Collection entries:
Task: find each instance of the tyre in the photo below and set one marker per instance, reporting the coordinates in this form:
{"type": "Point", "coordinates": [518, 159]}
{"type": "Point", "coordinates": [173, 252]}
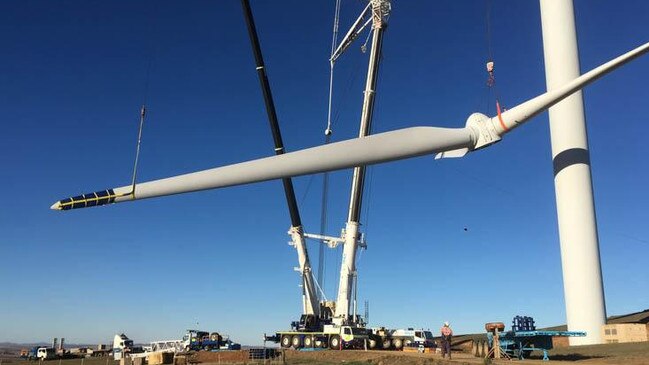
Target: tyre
{"type": "Point", "coordinates": [386, 343]}
{"type": "Point", "coordinates": [296, 341]}
{"type": "Point", "coordinates": [371, 343]}
{"type": "Point", "coordinates": [285, 341]}
{"type": "Point", "coordinates": [334, 342]}
{"type": "Point", "coordinates": [397, 343]}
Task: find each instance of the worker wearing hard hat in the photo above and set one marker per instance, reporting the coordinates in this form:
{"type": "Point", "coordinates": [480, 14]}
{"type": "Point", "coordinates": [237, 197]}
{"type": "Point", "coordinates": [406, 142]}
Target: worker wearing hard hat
{"type": "Point", "coordinates": [447, 334]}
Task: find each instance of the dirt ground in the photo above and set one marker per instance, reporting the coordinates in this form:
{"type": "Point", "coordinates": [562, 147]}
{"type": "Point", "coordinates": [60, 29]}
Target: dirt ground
{"type": "Point", "coordinates": [631, 354]}
{"type": "Point", "coordinates": [628, 353]}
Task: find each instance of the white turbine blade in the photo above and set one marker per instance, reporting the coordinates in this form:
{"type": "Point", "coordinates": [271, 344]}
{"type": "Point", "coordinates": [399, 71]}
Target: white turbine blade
{"type": "Point", "coordinates": [514, 117]}
{"type": "Point", "coordinates": [382, 147]}
{"type": "Point", "coordinates": [480, 131]}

Instruction:
Rescale the records from the line containing "Task: find each instance of the worker" through the end of the records, writing out every line of that stretch again. Multiply each point coordinate in the answers by 1.5 and round to whole numbers, with halves rounded up, leaving every other line and number unchanged.

Result of this exercise:
Task: find each instance of the worker wearing hard hat in the photo above and set one marker per instance, reporting the coordinates in this form:
{"type": "Point", "coordinates": [480, 14]}
{"type": "Point", "coordinates": [237, 197]}
{"type": "Point", "coordinates": [406, 142]}
Target: worker wearing hard hat
{"type": "Point", "coordinates": [671, 501]}
Task: find each instance of the dirt ground in the photo above and set one marker per instance, reporting the coordinates in this form:
{"type": "Point", "coordinates": [562, 147]}
{"type": "Point", "coordinates": [60, 29]}
Target: dirt ground
{"type": "Point", "coordinates": [947, 531]}
{"type": "Point", "coordinates": [942, 530]}
Task: find each instance of the white turbine blade in the photo above and set one marker per instance, reporting the coordinates in this form:
{"type": "Point", "coordinates": [271, 344]}
{"type": "Point", "coordinates": [399, 71]}
Target: white turbine blade
{"type": "Point", "coordinates": [771, 176]}
{"type": "Point", "coordinates": [573, 221]}
{"type": "Point", "coordinates": [720, 197]}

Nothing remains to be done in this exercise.